The request → Can you output every row below as a numbered list, with blank lines skipped and the pictures left out?

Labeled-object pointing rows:
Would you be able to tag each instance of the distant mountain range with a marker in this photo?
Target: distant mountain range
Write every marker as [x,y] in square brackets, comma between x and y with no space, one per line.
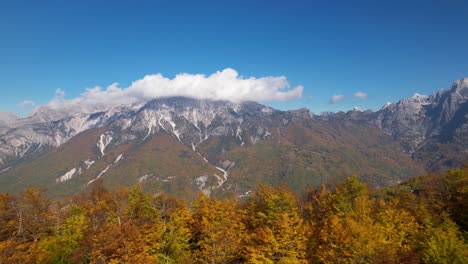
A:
[183,145]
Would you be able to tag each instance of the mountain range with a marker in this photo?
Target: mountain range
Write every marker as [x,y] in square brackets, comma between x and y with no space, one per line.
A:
[183,145]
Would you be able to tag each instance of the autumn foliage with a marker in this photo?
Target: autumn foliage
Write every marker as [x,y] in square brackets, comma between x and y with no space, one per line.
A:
[421,221]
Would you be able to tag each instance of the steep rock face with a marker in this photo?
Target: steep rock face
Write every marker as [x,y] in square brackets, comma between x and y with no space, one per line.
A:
[419,117]
[229,147]
[432,129]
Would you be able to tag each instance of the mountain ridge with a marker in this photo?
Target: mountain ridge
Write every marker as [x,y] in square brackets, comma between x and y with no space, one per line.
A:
[217,136]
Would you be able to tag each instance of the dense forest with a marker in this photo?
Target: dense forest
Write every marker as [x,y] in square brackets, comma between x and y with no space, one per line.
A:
[424,220]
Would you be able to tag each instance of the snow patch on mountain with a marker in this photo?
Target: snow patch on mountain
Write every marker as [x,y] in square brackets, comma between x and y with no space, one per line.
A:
[88,163]
[67,176]
[120,157]
[104,141]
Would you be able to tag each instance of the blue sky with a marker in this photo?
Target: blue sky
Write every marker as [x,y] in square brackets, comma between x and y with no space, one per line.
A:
[386,49]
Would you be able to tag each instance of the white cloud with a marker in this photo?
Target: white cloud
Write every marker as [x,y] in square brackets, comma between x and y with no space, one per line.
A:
[222,85]
[336,98]
[26,103]
[360,95]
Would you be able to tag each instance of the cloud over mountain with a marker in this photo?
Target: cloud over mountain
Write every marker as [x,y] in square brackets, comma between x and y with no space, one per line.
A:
[336,98]
[360,95]
[25,104]
[222,85]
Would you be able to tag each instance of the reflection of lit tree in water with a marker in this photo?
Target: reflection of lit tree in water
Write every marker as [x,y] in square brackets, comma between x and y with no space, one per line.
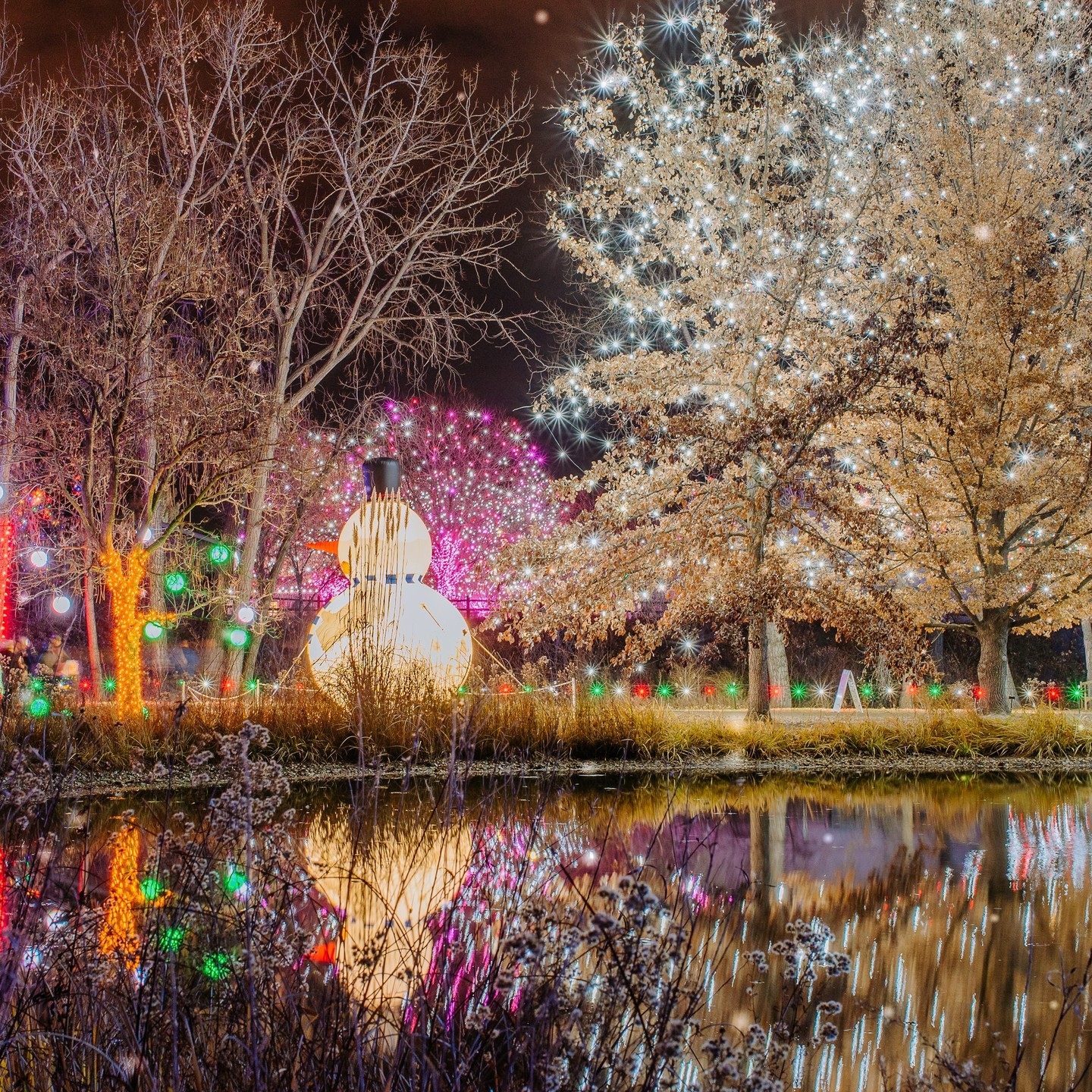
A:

The reply →
1. Would you be able to tag each instance of the distant mountain range with a marker in this photo?
2. Target: distant mountain range
3. Write every marker as [x,y] in square brackets, comma between x and y with no space, one per line.
4. A:
5. [183,145]
6. Would you be able to tag each instance of the mountain range with a marker in this photo?
7. Target: mountain range
8. Write every marker as [x,y] in square brackets, comma between x and y with no space, one per line.
9. A:
10. [183,145]
11. Would you be able to tag each instance of the autumn foliage with a marker in this photo?
12. Target: autumn foliage
13. Write every marker as [x,y] in square brackets, comma between x and y with no space, one per line.
14. A:
15. [421,221]
16. Would you be able to tag each instance of the steep rock face with a marker in this photo?
17. Target: steep rock face
18. Write every marker as [x,y] in square brackets, comma between x and y with no space, one per line.
19. A:
20. [419,117]
21. [229,147]
22. [432,129]
23. Would you be able to tag each instance of the mountain ridge with a marker in this photo?
24. Target: mountain ridge
25. Write every marker as [x,y] in square brackets, comma between x and y with no space, one per line.
26. A:
27. [217,136]
28. Would you be able to tag each instance of the dense forest with a marker in this photo?
29. Target: dense forest
30. Write every marker as [x,y] in square brackets, comma between x and y with no space, one per line.
31. A:
32. [424,220]
33. Would you be able to tag each instance of the snow patch on mountain with a marker in this photo?
34. Target: snow patch on mountain
35. Write every marker as [x,y] in square brackets, comma between x and y with no space, one per line.
36. A:
37. [88,163]
38. [67,176]
39. [120,157]
40. [104,141]
41. Would you be able to tag each instance of the blue sky with a marker in this photo?
42. Target: blue sky
43. Write every marker as [x,y] in square brackets, comma between x and y with no space, one per line.
44. A:
45. [386,49]
46. Would you be able to tag each instance of the white cloud with a marker in this photo?
47. Target: white cloud
48. Write every marker as [x,y] in square brackets, comma between x and y with no space, one per line.
49. A:
50. [222,85]
51. [336,98]
52. [26,103]
53. [360,95]
54. Would you be able to tag each instance of the cloud over mountain with a marker in this photo?
55. Target: cloud over mountain
56. Write every marker as [x,y] in square brackets, comma between x and y with no space, one per line.
57. A:
58. [336,98]
59. [360,95]
60. [25,104]
61. [222,85]
62. Would you be able to tag each instance of the reflection of lit tree in water with a marker in this photo?
63. Target: reflection of lit tree in water
64. Write every marker as [x,y] in square brackets, comma between x and y with no space, one per line.
65. A:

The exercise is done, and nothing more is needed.